● **TASK GOAL**
A word-for-word retyping of the listing is the goal.

● **GIVEN DATA**
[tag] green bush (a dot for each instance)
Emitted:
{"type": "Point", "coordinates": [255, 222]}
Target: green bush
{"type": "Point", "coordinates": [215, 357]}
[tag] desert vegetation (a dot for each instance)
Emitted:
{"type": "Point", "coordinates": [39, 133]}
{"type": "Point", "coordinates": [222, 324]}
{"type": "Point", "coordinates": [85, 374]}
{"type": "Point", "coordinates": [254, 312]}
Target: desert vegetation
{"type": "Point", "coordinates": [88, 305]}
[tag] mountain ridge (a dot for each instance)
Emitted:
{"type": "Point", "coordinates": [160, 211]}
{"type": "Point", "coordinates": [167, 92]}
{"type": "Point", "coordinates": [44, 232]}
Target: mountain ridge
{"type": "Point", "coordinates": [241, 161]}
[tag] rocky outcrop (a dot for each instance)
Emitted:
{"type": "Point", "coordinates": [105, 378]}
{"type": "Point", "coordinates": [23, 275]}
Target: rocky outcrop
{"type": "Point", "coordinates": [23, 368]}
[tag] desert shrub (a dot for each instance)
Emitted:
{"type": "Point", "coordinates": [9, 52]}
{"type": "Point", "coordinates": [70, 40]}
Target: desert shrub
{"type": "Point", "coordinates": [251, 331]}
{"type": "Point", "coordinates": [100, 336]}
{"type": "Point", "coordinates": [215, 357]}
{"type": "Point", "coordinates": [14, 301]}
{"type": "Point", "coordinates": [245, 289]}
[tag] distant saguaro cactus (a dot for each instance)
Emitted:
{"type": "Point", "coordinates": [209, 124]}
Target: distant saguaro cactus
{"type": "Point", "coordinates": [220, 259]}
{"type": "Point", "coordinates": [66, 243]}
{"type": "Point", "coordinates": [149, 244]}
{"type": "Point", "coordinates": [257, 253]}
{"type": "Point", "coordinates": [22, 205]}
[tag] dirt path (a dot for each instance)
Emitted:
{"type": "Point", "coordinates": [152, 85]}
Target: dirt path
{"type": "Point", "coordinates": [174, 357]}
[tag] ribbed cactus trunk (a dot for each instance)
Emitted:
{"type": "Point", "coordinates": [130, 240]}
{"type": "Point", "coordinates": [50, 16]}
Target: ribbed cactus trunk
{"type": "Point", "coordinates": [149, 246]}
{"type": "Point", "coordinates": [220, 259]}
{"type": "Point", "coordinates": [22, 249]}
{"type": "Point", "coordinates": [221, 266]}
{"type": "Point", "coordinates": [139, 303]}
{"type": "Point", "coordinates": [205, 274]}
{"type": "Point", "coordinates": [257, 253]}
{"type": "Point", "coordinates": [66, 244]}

● **ANSWER BOX**
[tag] green bush (a dot for each instance)
Emitted:
{"type": "Point", "coordinates": [255, 222]}
Target: green bush
{"type": "Point", "coordinates": [215, 357]}
[tag] desert vegetation (a dot for each instance)
Emitted:
{"type": "Point", "coordinates": [39, 133]}
{"type": "Point", "coordinates": [222, 324]}
{"type": "Point", "coordinates": [85, 374]}
{"type": "Point", "coordinates": [254, 312]}
Target: desert vegetation
{"type": "Point", "coordinates": [88, 305]}
[tag] mountain ridge (a dot for each instance)
Emitted:
{"type": "Point", "coordinates": [160, 211]}
{"type": "Point", "coordinates": [167, 92]}
{"type": "Point", "coordinates": [44, 232]}
Target: mountain ridge
{"type": "Point", "coordinates": [241, 161]}
[tag] rocky outcrop (a dot for each instance)
Emitted:
{"type": "Point", "coordinates": [105, 378]}
{"type": "Point", "coordinates": [23, 275]}
Target: rocky outcrop
{"type": "Point", "coordinates": [23, 368]}
[tag] desert shrub (a dot for each instance)
Emitted:
{"type": "Point", "coordinates": [9, 52]}
{"type": "Point", "coordinates": [70, 40]}
Target: desert shrub
{"type": "Point", "coordinates": [251, 331]}
{"type": "Point", "coordinates": [100, 336]}
{"type": "Point", "coordinates": [215, 357]}
{"type": "Point", "coordinates": [14, 301]}
{"type": "Point", "coordinates": [245, 289]}
[tag] distant saguaro cactus (a dot for each instance)
Emitted:
{"type": "Point", "coordinates": [209, 124]}
Target: distant saguaro cactus
{"type": "Point", "coordinates": [220, 259]}
{"type": "Point", "coordinates": [66, 243]}
{"type": "Point", "coordinates": [149, 244]}
{"type": "Point", "coordinates": [257, 253]}
{"type": "Point", "coordinates": [22, 205]}
[tag] dirt path (a dot for each instance)
Emitted:
{"type": "Point", "coordinates": [152, 85]}
Target: dirt path
{"type": "Point", "coordinates": [174, 357]}
[tag] ribbed cactus trunk (a dot for each instance)
Emitted:
{"type": "Point", "coordinates": [130, 240]}
{"type": "Point", "coordinates": [50, 16]}
Target: ribbed cactus trunk
{"type": "Point", "coordinates": [149, 246]}
{"type": "Point", "coordinates": [220, 259]}
{"type": "Point", "coordinates": [22, 249]}
{"type": "Point", "coordinates": [221, 266]}
{"type": "Point", "coordinates": [139, 303]}
{"type": "Point", "coordinates": [205, 274]}
{"type": "Point", "coordinates": [257, 253]}
{"type": "Point", "coordinates": [66, 244]}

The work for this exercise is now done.